Vorliegender Text:
-.-.-

Die Social Media und das mobile Internet haben die Gesetze der Businesswelt in kürzester Zeit auf den Kopf gestellt. Früher streuten Unternehmen ihre Werbemonologe in den Markt, die Kunden hörten brav zu und kauften dann. Heute ist es umgekehrt. Die Kunden kaufen, erzählen anderen darüber und bringen so die Menschen in ihrem Umfeld zum Handeln. Nun sind es die Anbieter, die zuhören sollten, um ihre Touchpoints zu meistern.
Um in unserer schönen, neuen Businesswelt die Zukunft zu erreichen, muss zunächst der alte Sales Funnel (Verkaufstrichter) umgeschrieben werden. Am Anfang und am Ende eines Kaufprozesses steht nun die Mundpropaganda (Word of Mouth) und das Weiterempfehlen. „Sei wirklich gut und bringe die Leute dazu, dies engagiert weiterzutragen!“ So lautet das neue Business-Mantra. Links und Likes sind die neue Währung. Und Konsumenten sind die neuen Vermarkter.

-.-.-

Aufgabe 1: Gib den Text über Mundpropaganda in der neuen Businesswelt von „Die Social Media“ bis „Touchpoints zu meistern.“ wortgetreu wieder.
Text und Datensätze sind voneinander unabhängiges Material.

Datensätze mit Koordinatenannotationen:
-.-.-

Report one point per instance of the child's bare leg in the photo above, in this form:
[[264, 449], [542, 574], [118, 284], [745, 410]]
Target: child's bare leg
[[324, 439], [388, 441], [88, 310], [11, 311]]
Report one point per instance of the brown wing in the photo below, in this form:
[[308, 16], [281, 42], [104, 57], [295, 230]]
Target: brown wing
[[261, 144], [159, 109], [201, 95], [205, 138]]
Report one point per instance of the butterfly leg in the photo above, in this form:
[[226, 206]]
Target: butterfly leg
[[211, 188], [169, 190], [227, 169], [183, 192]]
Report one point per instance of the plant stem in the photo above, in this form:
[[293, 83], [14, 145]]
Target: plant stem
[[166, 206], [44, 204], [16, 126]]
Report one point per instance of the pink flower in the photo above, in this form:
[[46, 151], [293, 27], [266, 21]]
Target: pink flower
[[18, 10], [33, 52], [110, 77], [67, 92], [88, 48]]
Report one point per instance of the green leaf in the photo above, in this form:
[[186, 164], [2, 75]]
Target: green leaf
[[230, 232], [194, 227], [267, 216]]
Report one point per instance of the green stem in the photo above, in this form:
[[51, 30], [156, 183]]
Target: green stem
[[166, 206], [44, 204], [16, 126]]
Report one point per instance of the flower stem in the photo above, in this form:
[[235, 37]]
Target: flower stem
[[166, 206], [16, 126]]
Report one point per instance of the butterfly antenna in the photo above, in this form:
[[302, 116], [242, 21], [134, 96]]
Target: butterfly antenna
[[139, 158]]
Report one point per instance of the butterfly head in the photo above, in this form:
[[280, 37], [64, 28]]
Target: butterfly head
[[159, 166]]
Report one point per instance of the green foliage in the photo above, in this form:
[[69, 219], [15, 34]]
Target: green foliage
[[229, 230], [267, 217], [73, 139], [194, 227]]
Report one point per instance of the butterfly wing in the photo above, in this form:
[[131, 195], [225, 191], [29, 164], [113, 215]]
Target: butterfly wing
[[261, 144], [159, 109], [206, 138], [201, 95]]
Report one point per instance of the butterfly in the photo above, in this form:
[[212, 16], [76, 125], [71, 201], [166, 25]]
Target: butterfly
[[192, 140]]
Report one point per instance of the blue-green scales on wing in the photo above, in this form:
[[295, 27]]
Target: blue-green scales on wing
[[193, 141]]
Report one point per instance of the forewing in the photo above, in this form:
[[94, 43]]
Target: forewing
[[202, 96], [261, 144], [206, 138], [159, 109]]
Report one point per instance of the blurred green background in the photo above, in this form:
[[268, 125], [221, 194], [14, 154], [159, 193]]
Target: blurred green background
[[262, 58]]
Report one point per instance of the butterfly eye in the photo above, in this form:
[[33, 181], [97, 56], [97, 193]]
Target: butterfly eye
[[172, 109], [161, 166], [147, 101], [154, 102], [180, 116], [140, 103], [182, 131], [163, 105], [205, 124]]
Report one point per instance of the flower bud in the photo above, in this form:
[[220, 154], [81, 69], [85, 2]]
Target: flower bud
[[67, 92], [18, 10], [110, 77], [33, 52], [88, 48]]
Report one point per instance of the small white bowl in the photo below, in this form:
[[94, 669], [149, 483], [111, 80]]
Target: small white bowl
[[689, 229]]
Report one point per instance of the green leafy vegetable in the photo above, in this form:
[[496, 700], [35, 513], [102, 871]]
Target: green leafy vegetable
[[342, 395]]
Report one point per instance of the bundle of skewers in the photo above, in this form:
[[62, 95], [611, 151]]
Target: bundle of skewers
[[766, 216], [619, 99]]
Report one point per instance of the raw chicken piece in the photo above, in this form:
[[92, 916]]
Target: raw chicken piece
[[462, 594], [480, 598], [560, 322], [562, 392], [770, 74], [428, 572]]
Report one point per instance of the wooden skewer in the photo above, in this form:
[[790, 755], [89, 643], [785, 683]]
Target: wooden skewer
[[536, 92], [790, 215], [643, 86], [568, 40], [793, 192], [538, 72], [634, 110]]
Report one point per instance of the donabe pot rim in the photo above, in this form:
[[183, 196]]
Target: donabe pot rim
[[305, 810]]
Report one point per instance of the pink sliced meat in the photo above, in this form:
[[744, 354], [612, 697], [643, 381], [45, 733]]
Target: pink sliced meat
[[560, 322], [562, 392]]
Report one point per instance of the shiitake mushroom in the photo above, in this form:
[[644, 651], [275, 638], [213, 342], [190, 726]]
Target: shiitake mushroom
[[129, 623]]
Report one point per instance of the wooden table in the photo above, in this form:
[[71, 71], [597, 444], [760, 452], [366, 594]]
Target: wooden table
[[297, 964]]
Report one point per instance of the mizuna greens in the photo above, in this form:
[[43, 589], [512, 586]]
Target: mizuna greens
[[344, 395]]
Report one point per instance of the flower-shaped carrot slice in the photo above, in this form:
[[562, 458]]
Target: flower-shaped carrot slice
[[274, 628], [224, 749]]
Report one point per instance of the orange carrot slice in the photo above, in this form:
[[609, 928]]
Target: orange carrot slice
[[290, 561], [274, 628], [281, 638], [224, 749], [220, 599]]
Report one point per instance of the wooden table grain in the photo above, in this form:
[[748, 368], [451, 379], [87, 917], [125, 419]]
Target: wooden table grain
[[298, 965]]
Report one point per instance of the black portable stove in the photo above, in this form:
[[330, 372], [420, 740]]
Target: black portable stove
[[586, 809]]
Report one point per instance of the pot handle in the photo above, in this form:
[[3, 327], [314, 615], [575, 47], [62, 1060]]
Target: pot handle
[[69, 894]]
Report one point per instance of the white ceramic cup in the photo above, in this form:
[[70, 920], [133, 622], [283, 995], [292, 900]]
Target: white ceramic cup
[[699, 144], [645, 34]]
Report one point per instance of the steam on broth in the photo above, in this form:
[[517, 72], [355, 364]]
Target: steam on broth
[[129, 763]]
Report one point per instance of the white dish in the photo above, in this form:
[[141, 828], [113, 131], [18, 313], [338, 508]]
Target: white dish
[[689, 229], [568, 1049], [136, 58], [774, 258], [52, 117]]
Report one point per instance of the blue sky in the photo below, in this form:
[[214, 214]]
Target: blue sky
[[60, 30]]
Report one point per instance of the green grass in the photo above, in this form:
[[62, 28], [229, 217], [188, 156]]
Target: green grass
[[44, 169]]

-.-.-

Aufgabe 2: Wandle ausschließlich die Zeilen der Datensätze von der Zeile mit „Report one point per instance of the black“ bis zum Ende der Datensätze in eine JSON-Liste von Zeichenketten um. Jede Zeile wird dabei zu einem Eintrag, und Leerzeilen entfallen.

Lösung 1:
Die Social Media und das mobile Internet haben die Gesetze der Businesswelt in kürzester Zeit auf den Kopf gestellt. Früher streuten Unternehmen ihre Werbemonologe in den Markt, die Kunden hörten brav zu und kauften dann. Heute ist es umgekehrt. Die Kunden kaufen, erzählen anderen darüber und bringen so die Menschen in ihrem Umfeld zum Handeln. Nun sind es die Anbieter, die zuhören sollten, um ihre Touchpoints zu meistern.

Lösung 2:
[
  "Report one point per instance of the black portable stove in the photo above, in this form:",
  "[[330, 372], [420, 740]]",
  "Target: black portable stove",
  "[[586, 809]]",
  "Report one point per instance of the pot handle in the photo above, in this form:",
  "[[3, 327], [314, 615], [575, 47], [62, 1060]]",
  "Target: pot handle",
  "[[69, 894]]",
  "Report one point per instance of the white ceramic cup in the photo above, in this form:",
  "[[70, 920], [133, 622], [283, 995], [292, 900]]",
  "Target: white ceramic cup",
  "[[699, 144], [645, 34]]",
  "Report one point per instance of the steam on broth in the photo above, in this form:",
  "[[517, 72], [355, 364]]",
  "Target: steam on broth",
  "[[129, 763]]",
  "Report one point per instance of the white dish in the photo above, in this form:",
  "[[141, 828], [113, 131], [18, 313], [338, 508]]",
  "Target: white dish",
  "[[689, 229], [568, 1049], [136, 58], [774, 258], [52, 117]]",
  "Report one point per instance of the blue sky in the photo below, in this form:",
  "[[214, 214]]",
  "Target: blue sky",
  "[[60, 30]]",
  "Report one point per instance of the green grass in the photo above, in this form:",
  "[[62, 28], [229, 217], [188, 156]]",
  "Target: green grass",
  "[[44, 169]]"
]